> [Aim] Count how many lines in the records below contain the string "surface". Reply with that number only.

>>>>

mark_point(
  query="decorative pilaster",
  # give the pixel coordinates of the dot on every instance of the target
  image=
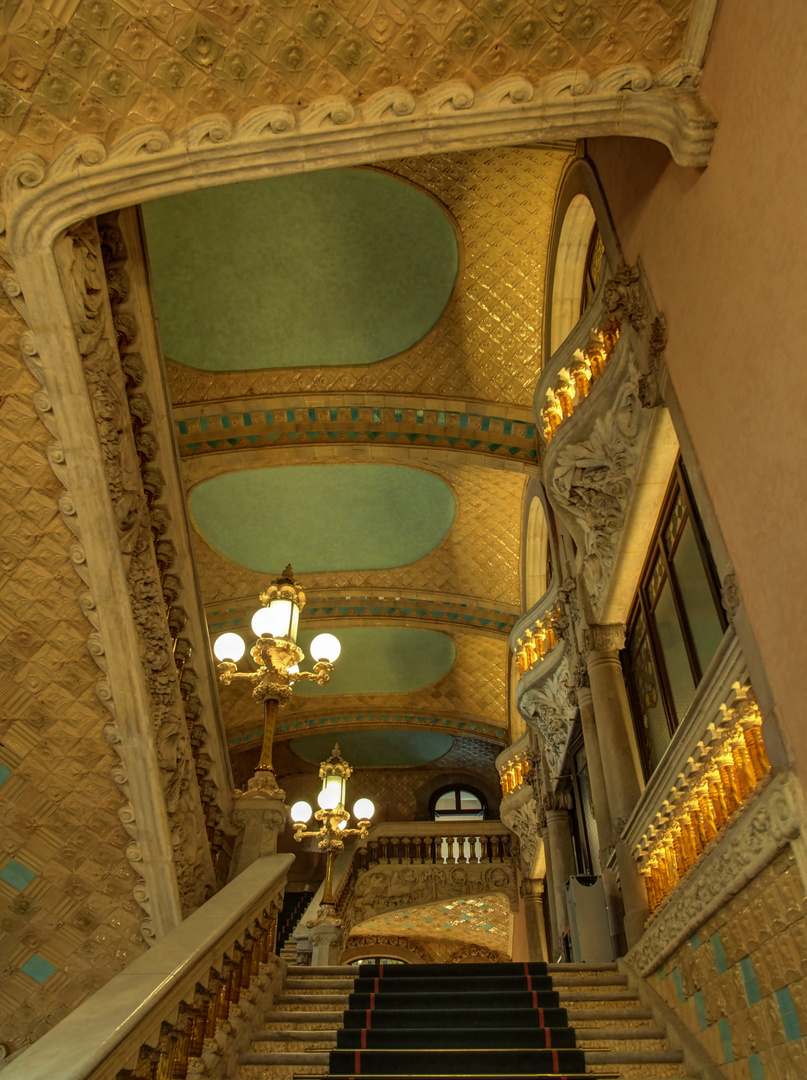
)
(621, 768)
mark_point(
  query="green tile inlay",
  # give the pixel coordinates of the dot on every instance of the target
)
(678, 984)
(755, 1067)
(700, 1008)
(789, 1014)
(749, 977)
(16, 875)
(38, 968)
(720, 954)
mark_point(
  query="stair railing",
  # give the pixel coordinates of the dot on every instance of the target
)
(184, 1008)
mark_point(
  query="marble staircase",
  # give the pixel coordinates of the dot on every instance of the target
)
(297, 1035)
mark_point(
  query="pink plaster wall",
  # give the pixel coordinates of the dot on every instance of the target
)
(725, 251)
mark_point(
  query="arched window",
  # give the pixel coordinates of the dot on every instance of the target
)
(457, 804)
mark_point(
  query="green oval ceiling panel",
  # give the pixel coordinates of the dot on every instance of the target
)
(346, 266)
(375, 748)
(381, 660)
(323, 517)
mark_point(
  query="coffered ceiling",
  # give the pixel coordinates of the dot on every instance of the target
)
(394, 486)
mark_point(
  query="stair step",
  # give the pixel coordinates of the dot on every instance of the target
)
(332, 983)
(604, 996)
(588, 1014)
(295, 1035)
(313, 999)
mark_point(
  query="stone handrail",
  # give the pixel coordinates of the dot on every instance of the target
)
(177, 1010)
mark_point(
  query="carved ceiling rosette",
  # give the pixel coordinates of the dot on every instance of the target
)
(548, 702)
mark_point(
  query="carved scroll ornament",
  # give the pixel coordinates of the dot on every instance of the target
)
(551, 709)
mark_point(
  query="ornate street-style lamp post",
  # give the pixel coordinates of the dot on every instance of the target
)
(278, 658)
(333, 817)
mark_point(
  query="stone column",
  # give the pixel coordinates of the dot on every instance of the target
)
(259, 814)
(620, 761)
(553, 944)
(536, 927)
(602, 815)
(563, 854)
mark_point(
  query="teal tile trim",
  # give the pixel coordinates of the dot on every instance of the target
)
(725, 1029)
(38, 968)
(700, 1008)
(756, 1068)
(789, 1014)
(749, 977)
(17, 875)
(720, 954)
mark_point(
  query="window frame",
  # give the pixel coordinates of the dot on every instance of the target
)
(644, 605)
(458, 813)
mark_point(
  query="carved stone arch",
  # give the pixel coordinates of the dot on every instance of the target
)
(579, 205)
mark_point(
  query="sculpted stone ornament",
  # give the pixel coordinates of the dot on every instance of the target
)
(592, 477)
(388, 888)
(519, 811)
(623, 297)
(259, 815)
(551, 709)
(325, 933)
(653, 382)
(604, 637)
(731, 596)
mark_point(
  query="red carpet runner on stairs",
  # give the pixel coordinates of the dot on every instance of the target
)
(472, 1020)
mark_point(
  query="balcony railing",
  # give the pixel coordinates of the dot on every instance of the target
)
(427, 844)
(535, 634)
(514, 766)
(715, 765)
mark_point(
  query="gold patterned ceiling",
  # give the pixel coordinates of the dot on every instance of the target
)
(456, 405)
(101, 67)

<<<<
>>>>

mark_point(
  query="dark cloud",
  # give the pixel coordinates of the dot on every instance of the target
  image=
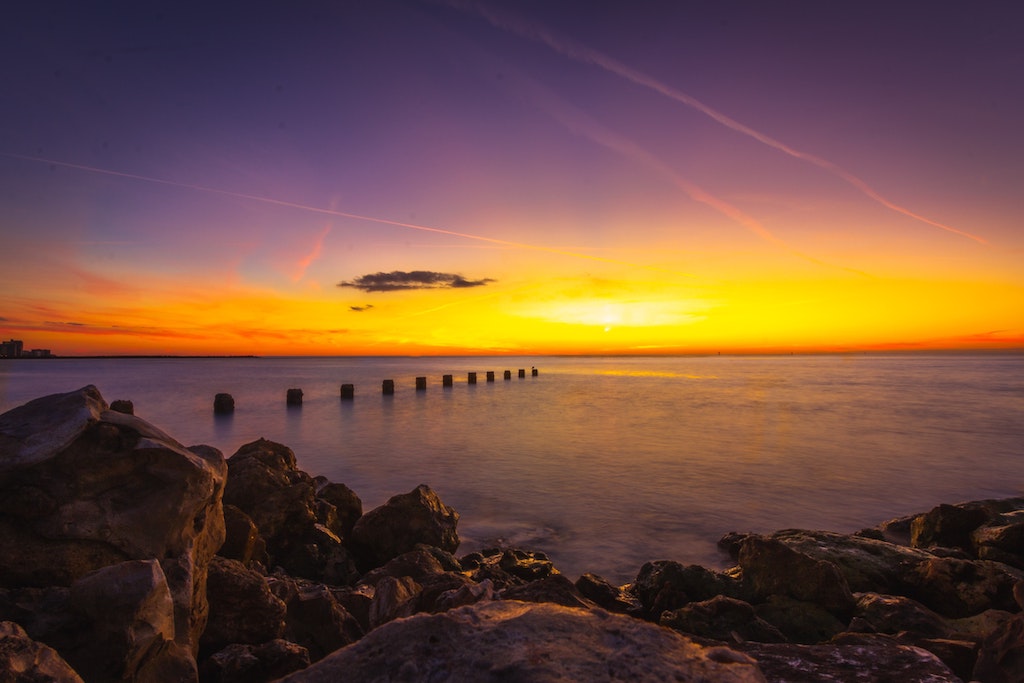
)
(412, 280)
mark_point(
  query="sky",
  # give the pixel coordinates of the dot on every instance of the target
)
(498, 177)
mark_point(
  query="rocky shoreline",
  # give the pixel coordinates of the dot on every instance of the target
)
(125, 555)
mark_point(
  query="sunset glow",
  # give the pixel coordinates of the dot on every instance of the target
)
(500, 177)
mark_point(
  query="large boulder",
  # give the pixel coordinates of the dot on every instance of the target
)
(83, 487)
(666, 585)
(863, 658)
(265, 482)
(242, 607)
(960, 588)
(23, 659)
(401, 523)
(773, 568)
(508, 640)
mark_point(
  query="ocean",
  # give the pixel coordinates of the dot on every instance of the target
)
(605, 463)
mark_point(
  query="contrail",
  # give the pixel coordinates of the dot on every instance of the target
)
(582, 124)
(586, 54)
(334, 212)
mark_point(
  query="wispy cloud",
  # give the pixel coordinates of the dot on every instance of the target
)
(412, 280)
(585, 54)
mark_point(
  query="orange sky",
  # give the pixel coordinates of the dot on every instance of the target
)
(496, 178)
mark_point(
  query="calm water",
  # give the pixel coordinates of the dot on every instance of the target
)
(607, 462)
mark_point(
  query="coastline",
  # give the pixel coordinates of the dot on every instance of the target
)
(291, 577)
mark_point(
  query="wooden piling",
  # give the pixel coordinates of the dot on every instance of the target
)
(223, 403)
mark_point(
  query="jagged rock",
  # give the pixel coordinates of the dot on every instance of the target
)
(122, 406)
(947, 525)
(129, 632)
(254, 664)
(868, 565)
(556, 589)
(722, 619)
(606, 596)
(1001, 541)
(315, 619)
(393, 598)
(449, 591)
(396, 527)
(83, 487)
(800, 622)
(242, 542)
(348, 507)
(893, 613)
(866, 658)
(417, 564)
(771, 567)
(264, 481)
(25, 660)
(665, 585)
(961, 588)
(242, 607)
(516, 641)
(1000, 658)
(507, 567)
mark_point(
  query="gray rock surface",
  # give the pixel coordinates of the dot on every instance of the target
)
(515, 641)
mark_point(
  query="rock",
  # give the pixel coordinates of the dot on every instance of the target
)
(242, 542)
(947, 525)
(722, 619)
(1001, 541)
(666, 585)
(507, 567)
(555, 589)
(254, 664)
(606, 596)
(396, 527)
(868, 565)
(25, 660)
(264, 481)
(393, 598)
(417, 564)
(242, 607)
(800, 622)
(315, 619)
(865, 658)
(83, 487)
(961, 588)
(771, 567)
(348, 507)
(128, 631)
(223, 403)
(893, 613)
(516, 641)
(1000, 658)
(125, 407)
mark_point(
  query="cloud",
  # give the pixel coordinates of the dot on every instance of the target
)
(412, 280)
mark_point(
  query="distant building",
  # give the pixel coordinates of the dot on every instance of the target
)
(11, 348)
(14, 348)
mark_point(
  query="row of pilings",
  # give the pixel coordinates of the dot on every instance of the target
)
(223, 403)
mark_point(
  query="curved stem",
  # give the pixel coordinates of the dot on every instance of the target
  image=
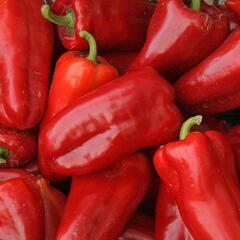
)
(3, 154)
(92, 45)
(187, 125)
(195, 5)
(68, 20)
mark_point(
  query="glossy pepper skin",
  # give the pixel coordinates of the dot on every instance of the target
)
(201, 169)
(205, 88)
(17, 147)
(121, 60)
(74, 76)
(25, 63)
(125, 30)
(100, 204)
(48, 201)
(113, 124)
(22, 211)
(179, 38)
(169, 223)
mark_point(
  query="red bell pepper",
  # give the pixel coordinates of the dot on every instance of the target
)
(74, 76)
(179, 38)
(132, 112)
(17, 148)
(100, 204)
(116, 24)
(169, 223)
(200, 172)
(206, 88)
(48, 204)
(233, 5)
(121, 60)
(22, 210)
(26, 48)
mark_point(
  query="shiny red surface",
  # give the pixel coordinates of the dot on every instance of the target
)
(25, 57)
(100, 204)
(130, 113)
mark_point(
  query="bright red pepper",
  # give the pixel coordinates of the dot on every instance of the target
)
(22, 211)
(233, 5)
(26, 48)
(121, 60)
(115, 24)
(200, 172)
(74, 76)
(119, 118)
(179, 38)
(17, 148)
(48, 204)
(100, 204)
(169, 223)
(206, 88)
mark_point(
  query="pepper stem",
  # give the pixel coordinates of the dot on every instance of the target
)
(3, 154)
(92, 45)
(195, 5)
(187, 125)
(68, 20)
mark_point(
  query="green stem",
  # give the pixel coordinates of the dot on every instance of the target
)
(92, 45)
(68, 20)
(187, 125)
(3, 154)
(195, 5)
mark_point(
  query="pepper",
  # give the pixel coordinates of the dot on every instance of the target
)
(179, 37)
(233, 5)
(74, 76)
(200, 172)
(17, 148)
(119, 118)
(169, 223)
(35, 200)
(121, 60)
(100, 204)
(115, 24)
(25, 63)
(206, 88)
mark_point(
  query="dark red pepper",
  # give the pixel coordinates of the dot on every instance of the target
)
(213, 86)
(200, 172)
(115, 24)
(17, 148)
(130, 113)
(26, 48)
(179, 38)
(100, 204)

<<<<
>>>>

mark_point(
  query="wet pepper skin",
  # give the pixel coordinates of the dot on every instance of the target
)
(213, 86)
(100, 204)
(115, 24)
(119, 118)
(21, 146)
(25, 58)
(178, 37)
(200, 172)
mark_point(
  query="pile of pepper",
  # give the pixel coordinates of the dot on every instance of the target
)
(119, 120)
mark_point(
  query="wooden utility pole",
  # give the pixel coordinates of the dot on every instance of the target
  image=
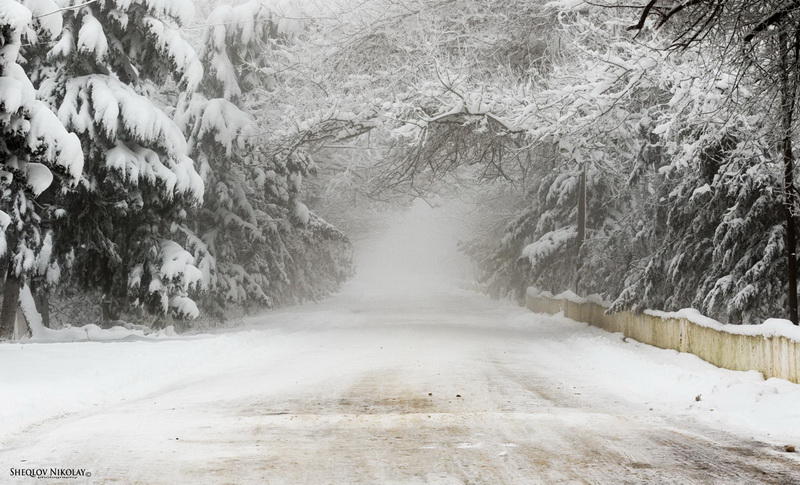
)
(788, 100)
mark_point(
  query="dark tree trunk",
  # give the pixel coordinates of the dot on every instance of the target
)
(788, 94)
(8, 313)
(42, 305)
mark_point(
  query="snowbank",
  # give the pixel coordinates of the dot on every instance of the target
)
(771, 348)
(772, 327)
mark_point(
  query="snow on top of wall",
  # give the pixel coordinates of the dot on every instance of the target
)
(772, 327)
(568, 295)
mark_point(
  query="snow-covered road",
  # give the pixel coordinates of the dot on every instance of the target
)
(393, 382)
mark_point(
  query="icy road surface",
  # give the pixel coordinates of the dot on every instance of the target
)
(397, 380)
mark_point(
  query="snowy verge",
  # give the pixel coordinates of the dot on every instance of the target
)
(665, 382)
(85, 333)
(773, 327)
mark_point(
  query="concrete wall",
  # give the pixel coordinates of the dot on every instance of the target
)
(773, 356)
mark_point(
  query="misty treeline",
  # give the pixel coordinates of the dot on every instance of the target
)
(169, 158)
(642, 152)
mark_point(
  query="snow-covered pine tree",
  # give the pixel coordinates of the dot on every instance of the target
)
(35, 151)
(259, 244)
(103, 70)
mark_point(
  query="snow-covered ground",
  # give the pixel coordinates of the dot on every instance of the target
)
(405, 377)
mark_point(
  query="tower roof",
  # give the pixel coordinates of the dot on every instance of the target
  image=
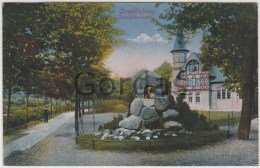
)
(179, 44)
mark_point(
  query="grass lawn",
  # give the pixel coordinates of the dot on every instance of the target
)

<<<<

> [Solution to the problem] 3